Exercise instructions -
Write out the forum thread on forgotten grocery stores below in full, with no changes of any kind.

Document text -
-.-.-

# FORGOTTEN Grocery Stores from the past - Life in America



## GURPS




----------



## vraiblonde

We had Hinky Dinky when I was a kid.  Not to be confused with Piggly Wiggly, which is what they had in the south.


----------



## Sneakers

NY had Bohack and A&P.


----------



## Clem72

GURPS said:


>



Had an Alpha Beta and an A&P anchoring either end of the same strip mall when I was a kid. Both of course went out of business and that whole block more or less became abandoned.


----------



## GURPS

Clem72 said:


> an A&P




Growing up the small town my mum was from had an A&P and we had one in Oxon Hill 1973

Actually Oxon Hill had

Giant
Acme
Atlantic and Pacific
Safeway


----------



## Kyle

We had an Acme near where I was growing up on MD202. I think it’s closed either in the late 60s to about 1970. After that my mother used to go to the Pantry Pride which I think might have been bought and become a Safeway.

-.-.-

Extracted records -

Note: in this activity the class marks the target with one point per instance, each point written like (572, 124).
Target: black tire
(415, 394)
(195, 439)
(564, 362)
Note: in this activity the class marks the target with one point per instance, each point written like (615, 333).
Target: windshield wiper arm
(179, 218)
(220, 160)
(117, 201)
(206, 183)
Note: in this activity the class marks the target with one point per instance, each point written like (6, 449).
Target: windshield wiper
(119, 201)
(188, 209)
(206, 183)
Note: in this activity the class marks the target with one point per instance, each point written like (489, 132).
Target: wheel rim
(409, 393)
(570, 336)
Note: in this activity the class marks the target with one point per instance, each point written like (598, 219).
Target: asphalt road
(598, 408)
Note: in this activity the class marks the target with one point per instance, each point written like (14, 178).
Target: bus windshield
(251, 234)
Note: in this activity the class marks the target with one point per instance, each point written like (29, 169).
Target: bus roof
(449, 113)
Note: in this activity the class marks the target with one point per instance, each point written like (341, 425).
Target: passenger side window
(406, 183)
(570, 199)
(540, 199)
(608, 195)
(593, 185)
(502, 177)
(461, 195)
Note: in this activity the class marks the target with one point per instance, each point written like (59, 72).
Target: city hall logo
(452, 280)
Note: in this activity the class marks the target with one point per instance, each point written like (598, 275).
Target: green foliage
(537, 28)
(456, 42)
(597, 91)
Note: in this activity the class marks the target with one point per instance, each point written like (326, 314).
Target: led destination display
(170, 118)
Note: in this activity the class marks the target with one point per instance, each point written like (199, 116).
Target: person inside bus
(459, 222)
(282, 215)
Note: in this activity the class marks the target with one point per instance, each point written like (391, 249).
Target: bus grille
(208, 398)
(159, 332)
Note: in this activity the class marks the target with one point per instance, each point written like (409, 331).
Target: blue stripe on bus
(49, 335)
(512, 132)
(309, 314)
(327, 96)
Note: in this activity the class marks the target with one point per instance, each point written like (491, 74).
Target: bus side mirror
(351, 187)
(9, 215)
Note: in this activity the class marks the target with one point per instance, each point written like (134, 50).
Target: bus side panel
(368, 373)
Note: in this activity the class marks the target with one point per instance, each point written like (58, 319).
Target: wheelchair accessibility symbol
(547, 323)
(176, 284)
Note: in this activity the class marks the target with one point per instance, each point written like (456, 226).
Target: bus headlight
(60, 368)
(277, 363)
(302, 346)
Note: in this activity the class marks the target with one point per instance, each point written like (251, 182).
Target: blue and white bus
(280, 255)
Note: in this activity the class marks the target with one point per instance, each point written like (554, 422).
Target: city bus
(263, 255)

-.-.-

Finished exercise -
# FORGOTTEN Grocery Stores from the past - Life in America



## GURPS




----------



## vraiblonde

We had Hinky Dinky when I was a kid.  Not to be confused with Piggly Wiggly, which is what they had in the south.


----------



## Sneakers

NY had Bohack and A&P.


----------



## Clem72

GURPS said:


>



Had an Alpha Beta and an A&P anchoring either end of the same strip mall when I was a kid. Both of course went out of business and that whole block more or less became abandoned.


----------



## GURPS

Clem72 said:


> an A&P




Growing up the small town my mum was from had an A&P and we had one in Oxon Hill 1973

Actually Oxon Hill had

Giant
Acme
Atlantic and Pacific
Safeway


----------



## Kyle

We had an Acme near where I was growing up on MD202. I think it’s closed either in the late 60s to about 1970. After that my mother used to go to the Pantry Pride which I think might have been bought and become a Safeway.